→ **Exercise requirements**: Give back exactly the lines of the material below, starting with the line with "Provide the segmentation of every instance of the striped" and going on through the line with "Provide the segmentation of every instance of the brick".

→ **Supplied records**:
#####

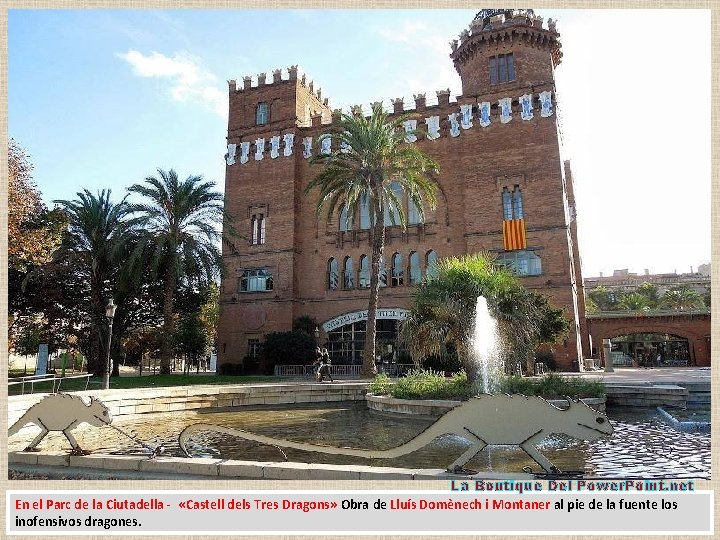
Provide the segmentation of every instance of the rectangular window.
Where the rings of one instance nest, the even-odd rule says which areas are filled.
[[[250,243],[253,246],[265,243],[265,214],[253,214],[250,219]]]
[[[248,356],[253,360],[257,360],[260,357],[260,340],[259,339],[248,339]]]
[[[531,250],[501,253],[496,260],[498,263],[508,266],[518,276],[542,274],[542,259]]]
[[[239,292],[267,292],[273,290],[273,276],[267,268],[243,270],[238,286]]]
[[[264,101],[261,101],[257,105],[257,110],[255,113],[255,123],[258,126],[261,126],[263,124],[267,124],[268,122],[268,104]]]
[[[513,53],[491,56],[488,62],[490,84],[500,84],[515,80],[515,59]]]

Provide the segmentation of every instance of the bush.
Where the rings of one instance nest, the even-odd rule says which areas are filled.
[[[464,371],[450,379],[436,371],[411,371],[400,377],[390,390],[390,395],[398,399],[467,399],[470,393]]]
[[[542,396],[547,399],[565,396],[603,397],[606,394],[605,383],[601,381],[563,377],[557,373],[548,373],[541,379],[527,379],[517,375],[505,377],[500,383],[500,391],[507,394]]]
[[[220,364],[220,375],[242,375],[243,365],[225,362]]]
[[[386,373],[378,373],[368,386],[368,392],[375,396],[387,396],[392,391],[393,383]]]
[[[315,359],[315,338],[305,332],[271,332],[265,336],[262,354],[273,366],[309,364]]]
[[[541,362],[545,364],[546,371],[556,371],[557,362],[555,361],[555,355],[552,351],[538,351],[535,353],[535,362]]]

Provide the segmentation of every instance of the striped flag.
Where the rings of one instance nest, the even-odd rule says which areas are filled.
[[[506,219],[503,221],[503,247],[506,251],[525,249],[527,247],[524,219]]]

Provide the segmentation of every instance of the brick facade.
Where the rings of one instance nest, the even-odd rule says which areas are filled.
[[[540,21],[540,23],[538,22]],[[481,21],[482,22],[482,21]],[[428,251],[438,257],[503,249],[503,188],[522,193],[527,250],[542,261],[539,275],[523,277],[523,284],[547,294],[563,307],[573,331],[555,347],[558,365],[573,369],[583,356],[587,339],[584,321],[574,196],[569,164],[561,156],[555,113],[554,66],[560,61],[559,35],[550,21],[528,15],[494,17],[473,22],[471,32],[452,45],[452,61],[461,76],[463,95],[449,101],[438,92],[438,104],[416,96],[415,104],[393,100],[395,112],[417,113],[418,128],[439,116],[440,136],[419,135],[417,144],[440,165],[438,205],[426,211],[424,224],[387,229],[385,260],[390,271],[394,253],[403,257],[404,285],[381,289],[380,307],[407,308],[409,256],[417,252],[424,262]],[[512,53],[515,80],[489,84],[490,58]],[[312,154],[320,152],[318,137],[337,119],[327,98],[291,67],[285,79],[276,71],[272,80],[256,86],[245,78],[243,88],[230,81],[229,154],[226,168],[226,210],[237,231],[233,246],[224,248],[227,275],[221,287],[218,360],[242,362],[248,340],[267,332],[289,330],[294,318],[308,315],[320,324],[339,315],[367,309],[368,291],[357,288],[361,255],[371,255],[368,230],[340,231],[338,216],[326,223],[315,216],[316,200],[303,194],[319,171],[303,156],[303,141],[312,137]],[[552,114],[541,115],[540,93],[550,92]],[[519,98],[532,95],[533,118],[521,119]],[[547,94],[546,94],[547,95]],[[512,120],[502,123],[498,100],[512,98]],[[480,125],[479,103],[491,103],[490,125]],[[257,107],[266,103],[269,117],[257,125]],[[472,106],[472,127],[451,135],[449,115]],[[293,136],[286,149],[286,135]],[[272,157],[270,139],[279,137]],[[256,141],[264,139],[262,159],[256,159]],[[278,141],[278,139],[275,139]],[[242,143],[246,144],[244,163]],[[236,145],[236,146],[232,146]],[[233,152],[234,151],[234,152]],[[285,155],[288,153],[289,155]],[[264,243],[253,244],[253,216],[264,218]],[[343,290],[342,267],[351,257],[355,288]],[[340,286],[329,290],[327,266],[338,261]],[[241,291],[240,278],[248,269],[272,274],[272,290]],[[252,288],[252,286],[250,287]],[[587,351],[585,351],[587,354]]]

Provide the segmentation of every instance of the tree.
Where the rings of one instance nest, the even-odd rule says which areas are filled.
[[[223,196],[213,191],[214,182],[202,176],[180,181],[170,169],[157,170],[130,193],[145,201],[130,205],[133,223],[146,235],[150,268],[163,281],[163,332],[160,372],[170,373],[175,289],[182,280],[207,283],[222,268],[219,232],[223,221]]]
[[[665,291],[661,306],[676,311],[703,309],[705,302],[700,294],[687,285],[677,285]]]
[[[106,372],[107,319],[105,306],[112,297],[122,254],[128,240],[125,199],[110,200],[110,190],[97,196],[87,189],[72,201],[55,201],[70,221],[58,251],[58,262],[74,267],[87,284],[89,302],[88,370],[96,375]]]
[[[28,275],[52,258],[67,227],[61,210],[48,210],[32,178],[33,165],[25,150],[14,140],[8,143],[8,315],[13,337],[32,332],[14,328],[27,317],[39,316],[28,310],[23,289]],[[40,321],[33,321],[36,325]],[[41,332],[42,333],[42,332]],[[27,343],[27,340],[25,340]],[[36,349],[37,351],[37,349]]]
[[[562,310],[522,287],[491,255],[452,257],[440,260],[437,274],[415,288],[410,315],[402,323],[401,338],[416,363],[441,355],[450,345],[468,380],[478,378],[471,351],[478,296],[485,297],[497,321],[505,371],[512,370],[515,362],[530,362],[540,343],[554,343],[567,335],[569,323]]]
[[[326,209],[328,222],[338,211],[349,221],[361,206],[368,209],[372,259],[363,376],[376,373],[375,322],[386,212],[392,224],[403,228],[407,225],[402,198],[393,188],[398,186],[407,194],[421,220],[424,203],[431,208],[436,203],[432,174],[438,172],[438,165],[416,146],[406,144],[403,122],[408,118],[400,115],[391,119],[379,104],[368,118],[359,113],[342,115],[332,132],[321,137],[338,141],[339,149],[313,158],[313,163],[322,164],[323,169],[305,188],[306,194],[318,189],[316,213],[319,217]]]
[[[588,293],[588,297],[593,305],[597,306],[598,311],[613,311],[617,309],[615,295],[602,285],[591,290]]]
[[[623,311],[649,311],[652,302],[646,295],[633,291],[620,295],[617,308]]]

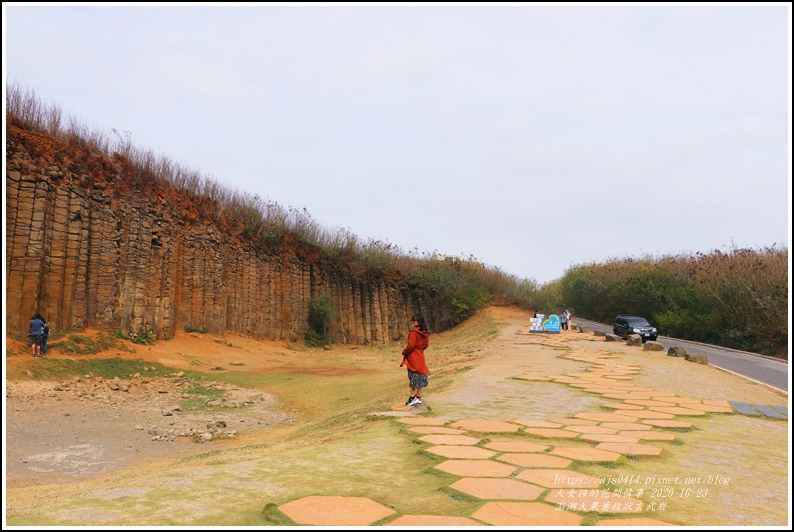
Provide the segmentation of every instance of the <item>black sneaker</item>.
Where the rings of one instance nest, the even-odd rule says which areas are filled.
[[[412,396],[410,396],[410,397],[408,398],[408,400],[405,402],[405,406],[411,406],[411,401],[413,401],[413,400],[414,400],[414,396],[412,395]]]

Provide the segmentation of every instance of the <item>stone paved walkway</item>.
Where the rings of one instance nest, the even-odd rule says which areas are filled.
[[[428,413],[426,407],[400,405],[373,414],[400,422],[408,432],[421,435],[419,441],[427,444],[424,452],[447,459],[435,468],[460,477],[449,487],[484,503],[471,516],[394,515],[377,501],[360,497],[304,497],[279,510],[303,525],[576,526],[584,512],[595,512],[600,516],[597,526],[669,526],[632,517],[643,511],[642,499],[600,489],[600,479],[571,466],[636,456],[663,459],[665,445],[676,439],[667,429],[689,429],[689,419],[732,414],[733,408],[727,401],[637,387],[631,381],[640,366],[621,363],[616,355],[558,356],[586,363],[587,370],[514,378],[601,395],[607,400],[601,405],[604,411],[569,418],[449,421],[418,417]]]

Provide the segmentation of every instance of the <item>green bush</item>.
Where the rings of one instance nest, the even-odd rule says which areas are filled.
[[[304,334],[306,345],[318,347],[328,344],[334,315],[330,291],[316,294],[309,300],[309,329]]]
[[[639,314],[666,336],[788,357],[787,248],[578,265],[539,290],[545,296],[552,309],[602,323]]]
[[[148,326],[144,325],[137,332],[130,333],[130,341],[133,344],[153,344],[155,339],[155,332]]]

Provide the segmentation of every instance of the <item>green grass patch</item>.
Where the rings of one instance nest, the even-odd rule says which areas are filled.
[[[194,382],[190,388],[185,390],[185,393],[194,397],[182,401],[182,410],[196,411],[210,410],[210,407],[207,406],[207,401],[221,399],[226,392],[213,388],[212,386],[205,386],[201,383]]]
[[[262,521],[267,526],[297,526],[298,523],[290,519],[287,514],[278,509],[275,504],[267,503],[260,514]]]
[[[55,342],[49,342],[47,349],[57,349],[74,355],[95,355],[108,349],[118,349],[134,353],[135,350],[120,342],[117,336],[108,333],[99,333],[96,338],[82,334],[68,334]]]
[[[41,358],[36,364],[26,368],[27,378],[33,380],[62,380],[71,377],[82,377],[93,374],[103,378],[129,378],[135,373],[144,377],[162,377],[171,375],[172,368],[143,359],[127,360],[123,358],[91,358],[91,359],[54,359]]]

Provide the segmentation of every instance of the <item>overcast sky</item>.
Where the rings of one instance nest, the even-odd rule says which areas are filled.
[[[403,250],[541,283],[789,246],[787,4],[3,4],[4,79]]]

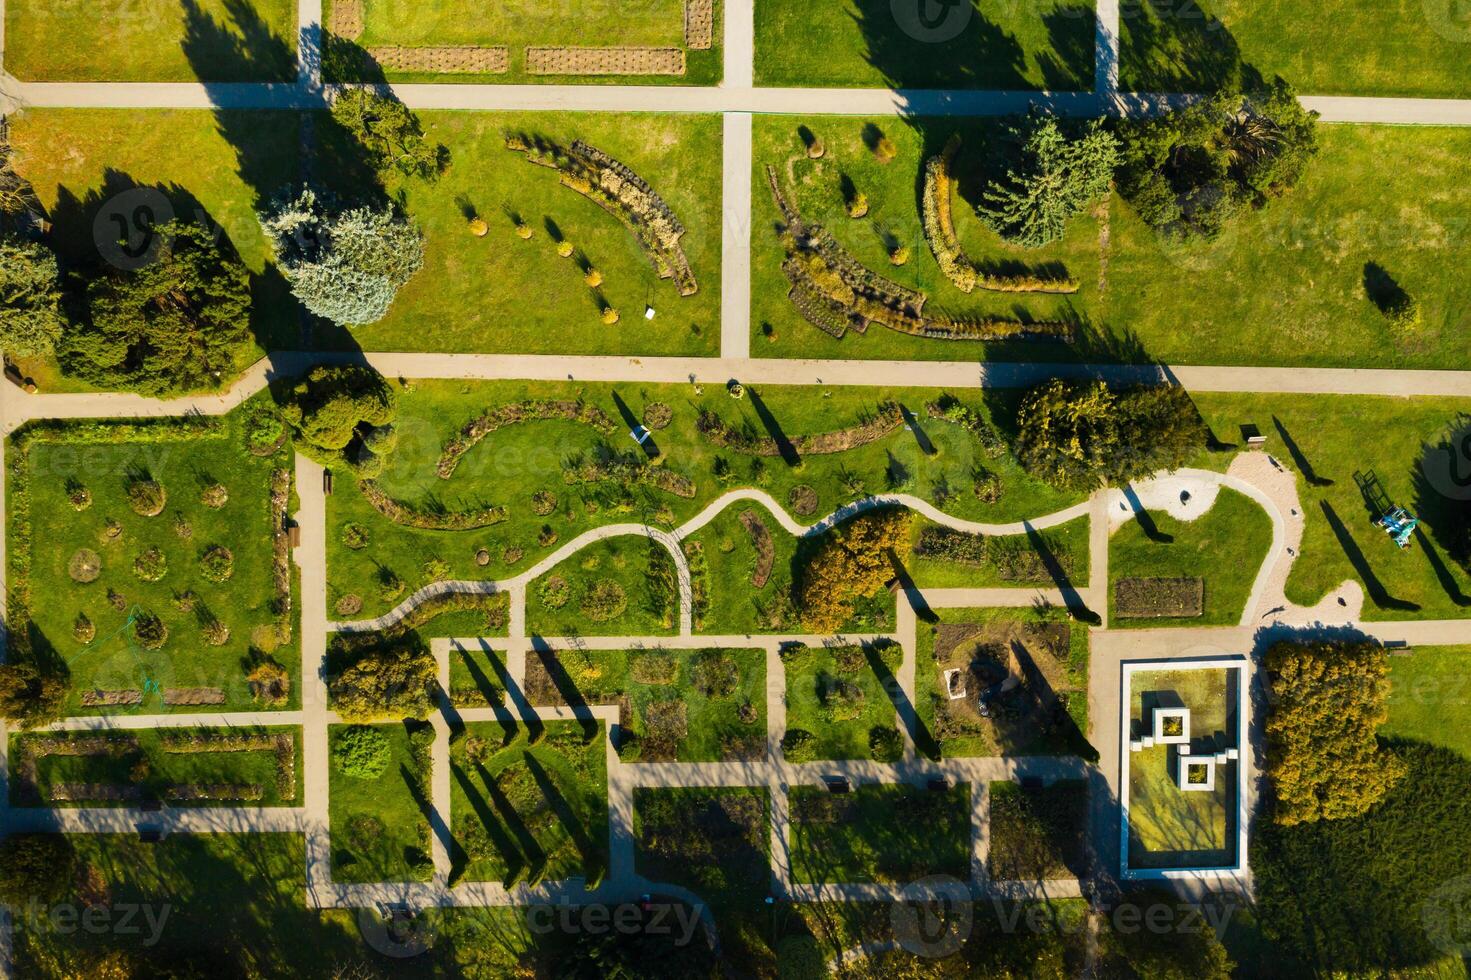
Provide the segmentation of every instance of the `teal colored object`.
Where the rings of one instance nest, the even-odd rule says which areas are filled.
[[[1420,518],[1411,517],[1409,511],[1403,507],[1395,507],[1374,523],[1389,532],[1394,543],[1401,548],[1410,546],[1410,537],[1414,535],[1415,528],[1420,526]]]

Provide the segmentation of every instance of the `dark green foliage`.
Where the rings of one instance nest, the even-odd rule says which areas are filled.
[[[397,398],[369,367],[314,368],[283,397],[281,416],[307,450],[338,454],[375,426],[388,425]]]
[[[873,728],[868,733],[868,754],[876,762],[898,762],[904,758],[904,739],[897,728]]]
[[[435,181],[449,166],[449,148],[424,138],[419,119],[397,99],[350,88],[332,103],[332,118],[368,152],[379,171]]]
[[[701,650],[690,662],[690,682],[707,698],[728,698],[740,683],[740,671],[726,651]]]
[[[998,235],[1027,248],[1057,241],[1068,220],[1108,193],[1119,143],[1094,121],[1069,139],[1048,115],[1011,127],[1021,144],[1021,166],[991,183],[977,209]]]
[[[76,852],[62,834],[13,834],[0,842],[0,901],[21,908],[60,901],[71,888]]]
[[[151,263],[92,281],[88,316],[60,347],[62,367],[145,394],[223,387],[250,352],[250,273],[201,225],[171,221],[157,233]]]
[[[1017,411],[1016,455],[1038,479],[1086,490],[1183,466],[1207,432],[1190,395],[1174,385],[1110,389],[1053,380]]]
[[[26,662],[16,662],[16,637],[11,637],[11,663],[0,664],[0,716],[26,726],[44,724],[61,714],[66,681],[43,673]]]
[[[817,758],[817,736],[804,728],[789,728],[782,736],[781,752],[788,762],[811,762]]]
[[[332,706],[349,721],[424,718],[438,678],[434,656],[417,636],[373,647],[327,676]]]
[[[1119,191],[1160,231],[1212,237],[1240,208],[1292,189],[1317,152],[1316,120],[1279,78],[1122,123]]]
[[[60,280],[49,248],[0,234],[0,349],[19,357],[51,355],[66,328]]]
[[[1146,918],[1157,917],[1156,909],[1171,913],[1164,927]],[[1133,893],[1106,921],[1098,935],[1100,980],[1228,980],[1235,968],[1209,920],[1168,892]]]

#####

→ **Answer to this task**:
Provide the segmentation of every instance of the striped flag.
Where the rings of one instance nest, the even-odd rule says which areas are filled.
[[[506,219],[503,221],[503,247],[506,251],[525,249],[527,247],[524,219]]]

Provide the segmentation of every instance of the brick facade.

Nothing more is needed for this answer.